PROBLEM SET:
[a] Which countries does the article on heated tobacco products name as places where IQOS is sold?
[b] Copy out the passage of the article on heated tobacco products from "Various e-cigarette and" up to and including "Research and Education.", word for word.

EXTRACT:
Heated Tobacco Product Claims by Tobacco Industry Scrutinized by UC San Francisco Researchers and Others in Independent Data Review

Fourteen of 22 Papers Published in a Special Issue of Tobacco Control on Health, Marketing and Regulatory Aspects of New Tobacco Product Feature UCSF Authors

By Elizabeth Fernandez | UCSF.edu | October 23, 2018

Various e-cigarette and vaping devices


Claims by the tobacco industry that heated tobacco products (HTPs) are safer than conventional cigarettes are not supported by the industry’s own data and are likely to be misunderstood by consumers, according to research published in a special issue of Tobacco Control.

The issue was assembled by Stanton A. Glantz, PhD, director of the UCSF Center for Tobacco Control Research and Education. 

HTPs are aggressively promoted by the tobacco industry as less harmful than cigarettes because they heat tobacco rather than burn it to generate the aerosol that delivers nicotine to users’ lungs. The industry argument is that because HTPs do not set the tobacco on fire, they release lower levels of harmful chemicals and so cause less disease than conventional cigarettes.

The papers, published October 23, 2018, represent the first comprehensive collection of industry-independent peer-reviewed analyses of HTPs.

Many of the papers focus on IQOS, an HTP sold by Philip Morris International (PMI) in 30 countries including Canada, Israel, Italy and Japan. The U.S. Food and Drug Administration (FDA) has not yet approved IQOS for sale in the United States. In the issue’s introductory overview, Glantz noted that eight papers use data provided by PMI in its pending application to the FDA, while 12 provide independent assessments of IQOS and other HTPs, including their political and policy implications.

Stanton Glantz, PhD, assembled the recent issue of Tobacco Control. “Until now, most of the published research on HTPs had been done by tobacco companies,” said Glantz. “We’ve seen this charade from Big Tobacco before, going back to the 1960s, and the goal is always the same: to convince governments and the public that a new tobacco product is ‘safer,’ ‘cleaner’ or ‘less harmful’ than existing tobacco products. But in paper after paper, the scientists writing in this issue demonstrate that the health and other claims made for IQOS and other HTPs are false and misleading.” 

Overall, said Glantz, the issue’s contributors demonstrate that PMI’s safety claims for HTPs are not supported by the company’s own data, which further show that consumers are likely to misunderstand those claims. “While some impacts of IQOS may be lower than that of cigarettes, others may be as bad or worse,” he said. “The evidence does not support PMI’s broad claims of reduced harm.” He noted that researchers also found that HTPs are not as new as the industry would have consumers believe, with precursor devices going back decades. In addition, HTPs may appeal to young people. A final set of papers describes how HTPs fit into the tobacco industry’s global strategy to deal with increasing regulation worldwide; after a legal analysis, the authors conclude that the FDA should not allow IQOS to be sold in the U.S.

Stored entries:
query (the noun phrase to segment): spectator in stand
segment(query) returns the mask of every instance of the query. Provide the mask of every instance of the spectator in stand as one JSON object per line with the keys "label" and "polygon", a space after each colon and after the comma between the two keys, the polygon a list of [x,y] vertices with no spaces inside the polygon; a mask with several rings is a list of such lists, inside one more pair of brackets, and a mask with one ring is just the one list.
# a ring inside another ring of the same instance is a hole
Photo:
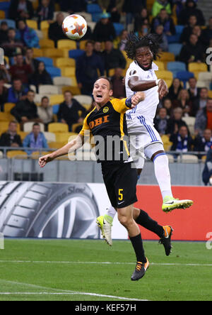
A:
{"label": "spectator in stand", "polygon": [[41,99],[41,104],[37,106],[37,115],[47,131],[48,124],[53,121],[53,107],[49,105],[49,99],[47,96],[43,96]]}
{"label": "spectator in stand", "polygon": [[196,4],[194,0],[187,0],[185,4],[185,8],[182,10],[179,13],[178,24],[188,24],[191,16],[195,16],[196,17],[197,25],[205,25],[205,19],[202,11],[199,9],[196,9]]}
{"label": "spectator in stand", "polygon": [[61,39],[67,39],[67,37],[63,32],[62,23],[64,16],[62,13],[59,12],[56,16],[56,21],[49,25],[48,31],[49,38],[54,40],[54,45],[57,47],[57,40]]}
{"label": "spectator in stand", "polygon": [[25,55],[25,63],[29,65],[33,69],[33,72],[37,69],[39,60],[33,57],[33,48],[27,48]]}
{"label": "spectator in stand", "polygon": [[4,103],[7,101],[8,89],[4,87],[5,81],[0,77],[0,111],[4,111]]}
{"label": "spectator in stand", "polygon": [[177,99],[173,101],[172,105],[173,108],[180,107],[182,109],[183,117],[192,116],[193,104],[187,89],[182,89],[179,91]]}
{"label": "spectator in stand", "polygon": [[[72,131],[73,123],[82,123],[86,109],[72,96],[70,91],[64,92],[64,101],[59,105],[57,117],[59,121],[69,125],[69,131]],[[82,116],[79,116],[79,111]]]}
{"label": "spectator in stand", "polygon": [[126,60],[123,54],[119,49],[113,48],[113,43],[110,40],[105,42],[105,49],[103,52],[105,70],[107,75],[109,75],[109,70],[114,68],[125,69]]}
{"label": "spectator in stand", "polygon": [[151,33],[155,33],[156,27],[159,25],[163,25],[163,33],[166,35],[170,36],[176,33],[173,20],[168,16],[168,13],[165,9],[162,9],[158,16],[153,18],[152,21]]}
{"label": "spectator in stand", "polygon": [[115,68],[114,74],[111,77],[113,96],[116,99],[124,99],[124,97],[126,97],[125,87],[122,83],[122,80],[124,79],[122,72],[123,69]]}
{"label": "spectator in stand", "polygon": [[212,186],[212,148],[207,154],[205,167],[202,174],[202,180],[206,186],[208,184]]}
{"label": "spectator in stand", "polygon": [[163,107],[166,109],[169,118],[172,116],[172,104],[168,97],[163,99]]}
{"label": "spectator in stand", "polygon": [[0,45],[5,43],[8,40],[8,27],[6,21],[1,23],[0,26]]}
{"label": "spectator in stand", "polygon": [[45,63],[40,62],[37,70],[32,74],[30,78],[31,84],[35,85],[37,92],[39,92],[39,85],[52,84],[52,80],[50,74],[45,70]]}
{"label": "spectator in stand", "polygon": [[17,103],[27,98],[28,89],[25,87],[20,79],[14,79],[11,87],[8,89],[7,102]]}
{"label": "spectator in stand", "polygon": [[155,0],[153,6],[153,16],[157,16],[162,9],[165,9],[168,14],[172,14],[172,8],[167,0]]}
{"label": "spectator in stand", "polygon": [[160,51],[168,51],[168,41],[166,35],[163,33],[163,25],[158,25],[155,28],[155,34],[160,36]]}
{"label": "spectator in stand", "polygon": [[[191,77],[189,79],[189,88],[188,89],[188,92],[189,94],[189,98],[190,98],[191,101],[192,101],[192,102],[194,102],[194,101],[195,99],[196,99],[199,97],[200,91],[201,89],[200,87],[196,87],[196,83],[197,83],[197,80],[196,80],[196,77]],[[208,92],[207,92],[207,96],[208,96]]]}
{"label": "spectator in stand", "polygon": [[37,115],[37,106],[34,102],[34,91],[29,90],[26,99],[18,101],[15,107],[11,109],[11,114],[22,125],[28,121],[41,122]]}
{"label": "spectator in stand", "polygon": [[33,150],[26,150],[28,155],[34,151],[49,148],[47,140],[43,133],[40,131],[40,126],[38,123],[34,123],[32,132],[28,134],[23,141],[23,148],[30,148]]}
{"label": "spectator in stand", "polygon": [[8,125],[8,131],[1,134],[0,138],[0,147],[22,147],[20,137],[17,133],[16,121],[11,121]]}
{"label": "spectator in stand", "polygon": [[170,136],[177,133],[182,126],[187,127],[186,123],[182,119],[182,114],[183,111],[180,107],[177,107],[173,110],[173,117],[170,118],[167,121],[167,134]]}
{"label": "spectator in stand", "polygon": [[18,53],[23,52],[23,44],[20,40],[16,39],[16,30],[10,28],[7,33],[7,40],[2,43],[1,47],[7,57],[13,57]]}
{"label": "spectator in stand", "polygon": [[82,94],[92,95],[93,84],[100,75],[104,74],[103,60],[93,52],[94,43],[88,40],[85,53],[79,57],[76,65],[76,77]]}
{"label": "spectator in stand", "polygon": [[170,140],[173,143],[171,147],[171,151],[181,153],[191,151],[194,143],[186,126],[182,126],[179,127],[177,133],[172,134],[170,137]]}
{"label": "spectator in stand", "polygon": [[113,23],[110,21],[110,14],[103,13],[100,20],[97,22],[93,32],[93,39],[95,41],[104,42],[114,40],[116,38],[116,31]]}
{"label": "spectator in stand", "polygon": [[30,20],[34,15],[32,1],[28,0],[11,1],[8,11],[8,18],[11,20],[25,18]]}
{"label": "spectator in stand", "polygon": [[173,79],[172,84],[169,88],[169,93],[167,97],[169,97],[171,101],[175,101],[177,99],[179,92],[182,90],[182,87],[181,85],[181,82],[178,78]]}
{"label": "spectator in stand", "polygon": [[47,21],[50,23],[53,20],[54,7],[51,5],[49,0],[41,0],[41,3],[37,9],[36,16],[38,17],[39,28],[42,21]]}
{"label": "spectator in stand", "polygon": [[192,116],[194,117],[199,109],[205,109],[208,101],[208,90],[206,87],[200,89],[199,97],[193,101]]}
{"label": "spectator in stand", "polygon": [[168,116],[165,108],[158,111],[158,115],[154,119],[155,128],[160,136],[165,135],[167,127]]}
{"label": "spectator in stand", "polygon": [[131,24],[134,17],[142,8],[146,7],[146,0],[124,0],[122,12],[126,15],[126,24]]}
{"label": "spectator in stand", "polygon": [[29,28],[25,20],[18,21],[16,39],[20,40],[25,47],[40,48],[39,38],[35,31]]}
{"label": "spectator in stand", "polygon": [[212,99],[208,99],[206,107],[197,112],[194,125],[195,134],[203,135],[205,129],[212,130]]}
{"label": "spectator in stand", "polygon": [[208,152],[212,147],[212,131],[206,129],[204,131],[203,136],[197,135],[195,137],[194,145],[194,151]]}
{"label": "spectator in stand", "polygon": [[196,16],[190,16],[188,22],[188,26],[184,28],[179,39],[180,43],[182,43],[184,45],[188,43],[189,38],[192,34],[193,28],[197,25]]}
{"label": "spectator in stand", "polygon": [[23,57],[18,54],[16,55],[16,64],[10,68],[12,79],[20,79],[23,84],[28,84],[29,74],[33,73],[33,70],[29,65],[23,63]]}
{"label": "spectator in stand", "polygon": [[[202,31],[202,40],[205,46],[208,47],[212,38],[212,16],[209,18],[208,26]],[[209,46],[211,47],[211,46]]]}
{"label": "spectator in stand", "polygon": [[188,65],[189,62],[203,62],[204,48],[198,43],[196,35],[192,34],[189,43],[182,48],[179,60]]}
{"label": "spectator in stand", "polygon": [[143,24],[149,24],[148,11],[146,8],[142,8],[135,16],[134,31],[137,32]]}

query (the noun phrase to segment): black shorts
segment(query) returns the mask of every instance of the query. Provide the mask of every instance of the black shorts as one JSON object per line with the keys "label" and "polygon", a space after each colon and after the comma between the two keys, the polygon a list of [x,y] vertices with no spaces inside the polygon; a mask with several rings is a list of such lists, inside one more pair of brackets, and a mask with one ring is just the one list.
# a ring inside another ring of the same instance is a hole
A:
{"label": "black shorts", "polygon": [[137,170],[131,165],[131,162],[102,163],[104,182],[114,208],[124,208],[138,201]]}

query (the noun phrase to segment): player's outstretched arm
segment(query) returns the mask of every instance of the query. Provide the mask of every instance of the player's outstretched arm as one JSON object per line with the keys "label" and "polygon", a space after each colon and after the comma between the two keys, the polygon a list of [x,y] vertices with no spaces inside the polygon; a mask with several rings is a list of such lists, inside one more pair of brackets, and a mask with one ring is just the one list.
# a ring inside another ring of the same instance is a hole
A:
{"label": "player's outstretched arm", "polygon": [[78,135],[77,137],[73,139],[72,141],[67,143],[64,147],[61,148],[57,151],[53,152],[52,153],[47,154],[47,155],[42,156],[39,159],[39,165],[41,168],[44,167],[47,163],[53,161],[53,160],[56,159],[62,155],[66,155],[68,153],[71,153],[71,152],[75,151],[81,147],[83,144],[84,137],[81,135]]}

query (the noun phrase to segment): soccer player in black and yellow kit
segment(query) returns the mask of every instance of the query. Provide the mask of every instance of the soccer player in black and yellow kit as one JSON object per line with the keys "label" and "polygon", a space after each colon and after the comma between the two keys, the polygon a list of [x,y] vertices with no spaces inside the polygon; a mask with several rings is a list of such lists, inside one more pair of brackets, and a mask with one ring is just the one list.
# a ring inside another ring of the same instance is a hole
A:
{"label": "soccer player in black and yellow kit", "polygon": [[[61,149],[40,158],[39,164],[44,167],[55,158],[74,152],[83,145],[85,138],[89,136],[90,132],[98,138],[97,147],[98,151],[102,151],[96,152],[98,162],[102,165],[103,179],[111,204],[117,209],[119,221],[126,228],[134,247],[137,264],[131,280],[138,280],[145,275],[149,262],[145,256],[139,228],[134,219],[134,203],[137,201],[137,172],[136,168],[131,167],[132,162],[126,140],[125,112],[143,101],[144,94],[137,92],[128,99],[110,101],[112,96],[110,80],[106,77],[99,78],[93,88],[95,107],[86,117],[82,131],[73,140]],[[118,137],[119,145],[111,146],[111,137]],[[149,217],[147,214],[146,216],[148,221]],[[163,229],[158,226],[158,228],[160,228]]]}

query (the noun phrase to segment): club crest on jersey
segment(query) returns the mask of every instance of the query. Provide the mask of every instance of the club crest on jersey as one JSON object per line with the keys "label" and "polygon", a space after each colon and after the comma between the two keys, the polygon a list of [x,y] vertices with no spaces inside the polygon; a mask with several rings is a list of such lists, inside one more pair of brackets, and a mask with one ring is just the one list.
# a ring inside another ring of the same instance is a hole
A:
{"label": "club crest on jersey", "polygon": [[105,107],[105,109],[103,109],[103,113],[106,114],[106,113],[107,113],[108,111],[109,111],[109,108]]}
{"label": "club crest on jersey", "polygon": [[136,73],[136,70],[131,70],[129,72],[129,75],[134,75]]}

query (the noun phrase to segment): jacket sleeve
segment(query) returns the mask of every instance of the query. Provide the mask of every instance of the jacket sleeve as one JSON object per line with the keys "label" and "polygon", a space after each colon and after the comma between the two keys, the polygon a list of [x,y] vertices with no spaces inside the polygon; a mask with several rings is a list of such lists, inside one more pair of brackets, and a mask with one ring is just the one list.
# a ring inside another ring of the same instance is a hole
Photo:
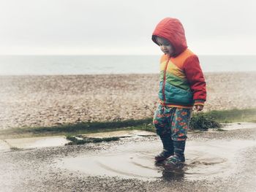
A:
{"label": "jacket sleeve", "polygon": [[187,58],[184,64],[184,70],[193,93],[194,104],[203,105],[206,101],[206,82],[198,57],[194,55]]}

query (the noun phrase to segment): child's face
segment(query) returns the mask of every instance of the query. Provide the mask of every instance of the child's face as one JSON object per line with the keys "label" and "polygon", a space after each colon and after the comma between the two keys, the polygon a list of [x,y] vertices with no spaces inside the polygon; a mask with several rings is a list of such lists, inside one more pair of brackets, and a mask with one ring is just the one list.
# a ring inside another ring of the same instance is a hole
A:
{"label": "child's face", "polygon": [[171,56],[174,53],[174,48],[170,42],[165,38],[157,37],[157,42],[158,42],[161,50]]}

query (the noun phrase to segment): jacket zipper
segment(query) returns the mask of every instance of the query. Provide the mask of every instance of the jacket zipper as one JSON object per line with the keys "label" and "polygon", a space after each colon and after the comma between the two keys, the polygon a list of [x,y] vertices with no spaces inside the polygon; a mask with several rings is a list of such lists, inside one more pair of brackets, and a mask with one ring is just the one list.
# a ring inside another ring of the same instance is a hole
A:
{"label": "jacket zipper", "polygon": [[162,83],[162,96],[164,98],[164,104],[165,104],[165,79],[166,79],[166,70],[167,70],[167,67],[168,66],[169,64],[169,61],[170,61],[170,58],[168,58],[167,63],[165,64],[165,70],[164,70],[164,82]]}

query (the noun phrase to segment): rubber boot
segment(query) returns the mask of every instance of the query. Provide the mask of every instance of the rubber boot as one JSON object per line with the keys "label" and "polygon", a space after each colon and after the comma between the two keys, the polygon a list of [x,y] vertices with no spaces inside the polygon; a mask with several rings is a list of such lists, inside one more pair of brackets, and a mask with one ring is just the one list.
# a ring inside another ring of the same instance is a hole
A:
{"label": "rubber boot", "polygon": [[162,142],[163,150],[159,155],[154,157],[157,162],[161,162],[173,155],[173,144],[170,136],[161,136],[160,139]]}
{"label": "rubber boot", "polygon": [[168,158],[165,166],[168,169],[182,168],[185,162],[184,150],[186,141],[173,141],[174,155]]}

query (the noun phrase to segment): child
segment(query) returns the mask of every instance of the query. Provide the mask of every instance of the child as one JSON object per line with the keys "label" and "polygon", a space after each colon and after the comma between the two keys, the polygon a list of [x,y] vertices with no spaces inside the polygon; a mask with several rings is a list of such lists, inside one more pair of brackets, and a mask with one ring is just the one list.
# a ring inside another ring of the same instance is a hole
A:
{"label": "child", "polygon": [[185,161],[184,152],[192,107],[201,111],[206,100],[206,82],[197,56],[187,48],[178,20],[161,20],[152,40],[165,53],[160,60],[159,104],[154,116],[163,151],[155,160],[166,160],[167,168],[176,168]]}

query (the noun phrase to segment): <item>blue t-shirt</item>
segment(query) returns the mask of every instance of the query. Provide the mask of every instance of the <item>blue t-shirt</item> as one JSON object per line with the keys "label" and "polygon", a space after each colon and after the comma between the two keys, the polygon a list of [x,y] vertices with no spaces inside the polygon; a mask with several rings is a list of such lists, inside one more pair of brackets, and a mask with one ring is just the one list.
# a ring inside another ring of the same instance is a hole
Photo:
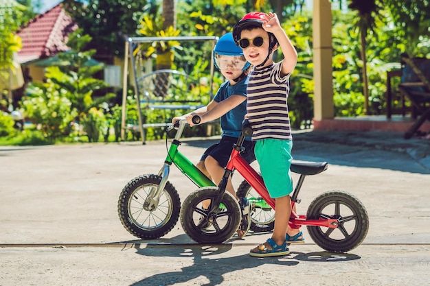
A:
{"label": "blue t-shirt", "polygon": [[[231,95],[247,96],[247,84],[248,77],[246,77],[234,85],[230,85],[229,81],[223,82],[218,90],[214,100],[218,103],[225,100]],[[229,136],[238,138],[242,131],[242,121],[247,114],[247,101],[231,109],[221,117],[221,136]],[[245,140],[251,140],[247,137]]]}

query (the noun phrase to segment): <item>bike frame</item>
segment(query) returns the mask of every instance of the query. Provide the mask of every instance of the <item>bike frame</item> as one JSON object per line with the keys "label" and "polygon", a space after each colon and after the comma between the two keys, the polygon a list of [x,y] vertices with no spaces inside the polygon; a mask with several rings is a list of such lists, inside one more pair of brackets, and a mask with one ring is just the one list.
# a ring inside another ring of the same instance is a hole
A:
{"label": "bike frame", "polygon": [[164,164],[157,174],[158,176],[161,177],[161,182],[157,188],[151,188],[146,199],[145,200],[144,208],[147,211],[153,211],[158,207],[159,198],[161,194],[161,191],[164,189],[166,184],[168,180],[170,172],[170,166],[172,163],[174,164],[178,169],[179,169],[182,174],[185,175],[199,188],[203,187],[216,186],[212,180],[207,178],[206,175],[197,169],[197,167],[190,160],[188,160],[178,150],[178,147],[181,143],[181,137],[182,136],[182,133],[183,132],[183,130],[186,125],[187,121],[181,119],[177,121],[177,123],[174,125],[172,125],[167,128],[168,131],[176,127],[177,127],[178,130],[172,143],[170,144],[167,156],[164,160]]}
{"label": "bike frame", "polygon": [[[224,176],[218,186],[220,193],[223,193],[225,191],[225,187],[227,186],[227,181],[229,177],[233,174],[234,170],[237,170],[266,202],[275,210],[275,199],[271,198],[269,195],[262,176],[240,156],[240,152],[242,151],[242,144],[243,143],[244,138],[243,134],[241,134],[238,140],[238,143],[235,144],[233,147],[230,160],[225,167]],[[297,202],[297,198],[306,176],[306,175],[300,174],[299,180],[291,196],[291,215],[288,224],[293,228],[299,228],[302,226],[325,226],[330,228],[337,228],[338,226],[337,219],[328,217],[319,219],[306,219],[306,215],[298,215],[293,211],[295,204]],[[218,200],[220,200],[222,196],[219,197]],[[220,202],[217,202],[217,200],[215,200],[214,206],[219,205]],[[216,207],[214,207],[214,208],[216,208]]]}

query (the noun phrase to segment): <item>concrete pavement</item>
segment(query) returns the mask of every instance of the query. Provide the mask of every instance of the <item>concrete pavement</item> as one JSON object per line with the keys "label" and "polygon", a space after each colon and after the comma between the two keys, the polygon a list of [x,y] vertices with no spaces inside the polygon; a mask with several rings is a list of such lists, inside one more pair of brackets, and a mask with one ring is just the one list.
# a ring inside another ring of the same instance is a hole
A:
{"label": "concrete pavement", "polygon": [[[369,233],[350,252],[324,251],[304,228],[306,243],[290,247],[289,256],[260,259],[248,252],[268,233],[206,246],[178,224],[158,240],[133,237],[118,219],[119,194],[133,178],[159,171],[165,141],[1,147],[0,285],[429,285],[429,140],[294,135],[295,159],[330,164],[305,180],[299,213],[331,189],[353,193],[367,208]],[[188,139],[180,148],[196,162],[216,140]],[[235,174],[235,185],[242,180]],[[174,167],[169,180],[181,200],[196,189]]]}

SOLUTIONS:
[a] Canada, Israel, Italy, Japan

[b]
Various e-cigarette and vaping devices


Claims by the tobacco industry that heated tobacco products (HTPs) are safer than conventional cigarettes are not supported by the industry’s own data and are likely to be misunderstood by consumers, according to research published in a special issue of Tobacco Control.

The issue was assembled by Stanton A. Glantz, PhD, director of the UCSF Center for Tobacco Control Research and Education.